**WHAT THE TASK REQUIRES:** Your response should consist of every record, exactly as given.

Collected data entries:

▼▼▼

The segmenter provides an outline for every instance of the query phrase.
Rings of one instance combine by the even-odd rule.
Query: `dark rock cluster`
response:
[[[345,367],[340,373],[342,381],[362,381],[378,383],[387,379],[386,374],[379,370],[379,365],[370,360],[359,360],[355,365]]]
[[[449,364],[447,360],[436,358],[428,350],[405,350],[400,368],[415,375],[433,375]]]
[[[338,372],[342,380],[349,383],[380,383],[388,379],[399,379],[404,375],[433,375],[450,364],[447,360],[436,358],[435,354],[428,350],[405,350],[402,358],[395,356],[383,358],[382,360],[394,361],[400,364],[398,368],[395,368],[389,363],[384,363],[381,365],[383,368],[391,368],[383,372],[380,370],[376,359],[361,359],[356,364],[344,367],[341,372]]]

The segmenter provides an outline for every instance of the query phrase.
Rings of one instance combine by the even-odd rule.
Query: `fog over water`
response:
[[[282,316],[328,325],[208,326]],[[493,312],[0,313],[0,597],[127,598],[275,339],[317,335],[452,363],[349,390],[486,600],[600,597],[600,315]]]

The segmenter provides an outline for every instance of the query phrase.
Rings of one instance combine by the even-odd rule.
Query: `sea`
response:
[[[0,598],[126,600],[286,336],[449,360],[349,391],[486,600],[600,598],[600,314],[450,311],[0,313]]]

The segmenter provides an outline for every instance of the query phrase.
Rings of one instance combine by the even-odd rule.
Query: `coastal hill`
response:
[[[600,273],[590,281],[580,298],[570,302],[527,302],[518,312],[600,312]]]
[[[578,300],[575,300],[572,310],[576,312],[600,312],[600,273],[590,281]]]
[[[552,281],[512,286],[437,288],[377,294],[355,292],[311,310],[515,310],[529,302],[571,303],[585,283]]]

▲▲▲

**TASK RESPONSE:**
The segmenter provides an outline for every instance of the query phrase.
Rings of one instance combine by the even-odd rule.
Query: `dark rock cluster`
response:
[[[345,367],[340,373],[342,381],[362,381],[378,383],[387,379],[386,374],[379,370],[379,365],[370,360],[359,360],[355,365]]]
[[[449,364],[447,360],[436,358],[428,350],[405,350],[400,368],[415,375],[433,375]]]
[[[338,372],[342,380],[349,383],[380,383],[388,379],[399,379],[404,375],[433,375],[450,364],[447,360],[436,358],[435,354],[428,350],[405,350],[402,358],[395,356],[383,358],[382,360],[394,361],[400,364],[398,368],[395,368],[389,363],[384,363],[381,365],[383,368],[391,368],[383,372],[380,370],[376,359],[361,359],[356,364],[344,367],[341,372]]]

The segmenter provides an outline for every instance of the query phrase.
Rings of one instance combine by the even-odd rule.
Query: `fog over water`
response:
[[[282,316],[328,325],[208,326]],[[493,312],[0,313],[0,597],[127,598],[275,339],[317,335],[452,363],[349,390],[486,600],[600,597],[600,315]]]

The segmenter provides an outline for every instance of the query phrase.
Rings of one instance combine by the even-odd rule.
Query: `sea`
response:
[[[0,598],[126,600],[286,336],[449,360],[349,391],[486,600],[600,598],[600,314],[450,311],[0,313]]]

The segmenter provides an outline for every instance of the query phrase.
Rings of one instance combine by the even-odd rule.
Query: `coastal hill`
response:
[[[600,273],[590,281],[580,298],[570,302],[527,302],[518,312],[600,312]]]
[[[578,300],[575,300],[572,310],[576,312],[600,312],[600,273],[590,281]]]
[[[552,281],[512,286],[437,288],[377,294],[355,292],[311,310],[515,310],[529,302],[571,303],[585,283]]]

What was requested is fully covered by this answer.